_Text to read_
## START
Invasion of Kagera
In October 1978 Uganda invaded the Kagera Salient in northern Tanzania, initiating the Uganda–Tanzania War. The Ugandans met light resistance and in November President Idi Amin of Uganda announced the annexation of all Tanzanian land north of the Kagera River. The Tanzanians organised a counter-offensive later in November and successfully ejected the Ugandan forces from their country.
Relations between Tanzania and Uganda had been tense since then-Colonel Amin overthrew Ugandan President Milton Obote in 1971. Tanzanian President Julius Nyerere supported Obote and backed an unsuccessful attempt by him to regain power in 1972. Uganda also disputed its border with Tanzania, claiming that the Kagera Salient—a 1,865 square kilometre stretch of land between the official border and the Kagera River to the south—should be ceded to Uganda. Tensions remained high through 1978, when Amin's regime started rapidly declining due to economic problems and dissent in the armed forces. In early October Ugandan forces began making small incursions into the Kagera region. On 25 October the Uganda Army launched a large attack over the border, but was repulsed by Tanzanian artillery. The Ugandans attacked again on 30 October, quickly overwhelming the small Tanzanian contingent in the region and completely occupying the Kagera Salient. Amin declared that Uganda was annexing the region, and shortly thereafter the Ugandans destroyed the only bridge over the Kagera River, easing their commanders' concerns about a Tanzanian counter-offensive. The Uganda Army pillaged the land, stealing cattle, automobiles, and personal belongings from homes. Approximately 1,500 civilians were shot and killed, and thousands more fled south.
## END
_Information given_
## START
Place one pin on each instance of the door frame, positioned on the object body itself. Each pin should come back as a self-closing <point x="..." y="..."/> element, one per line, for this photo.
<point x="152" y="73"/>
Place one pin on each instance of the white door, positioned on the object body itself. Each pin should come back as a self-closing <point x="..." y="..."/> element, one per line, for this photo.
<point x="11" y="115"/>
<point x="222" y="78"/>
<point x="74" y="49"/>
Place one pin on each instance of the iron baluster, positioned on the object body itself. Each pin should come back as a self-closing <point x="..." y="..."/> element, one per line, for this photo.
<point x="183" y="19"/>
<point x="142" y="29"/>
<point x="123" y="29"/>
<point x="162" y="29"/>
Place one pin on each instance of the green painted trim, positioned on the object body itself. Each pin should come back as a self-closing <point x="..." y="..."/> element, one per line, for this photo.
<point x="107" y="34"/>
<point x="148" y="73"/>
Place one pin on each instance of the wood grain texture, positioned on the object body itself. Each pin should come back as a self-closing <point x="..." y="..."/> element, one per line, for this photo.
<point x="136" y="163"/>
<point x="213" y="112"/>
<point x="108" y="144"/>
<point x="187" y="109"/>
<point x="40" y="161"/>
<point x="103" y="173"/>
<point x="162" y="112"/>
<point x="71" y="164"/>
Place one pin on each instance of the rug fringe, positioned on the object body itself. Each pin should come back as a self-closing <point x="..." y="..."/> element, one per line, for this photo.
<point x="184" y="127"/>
## END
_Stated problem_
Answer these questions from the text on the invasion of Kagera, one per line:
1. In what month and year did Uganda invade the Kagera Salient?
2. In what year did Amin overthrow Milton Obote?
3. About how many civilians were shot and killed?

_The result_
1. October 1978
2. 1971
3. Approximately 1,500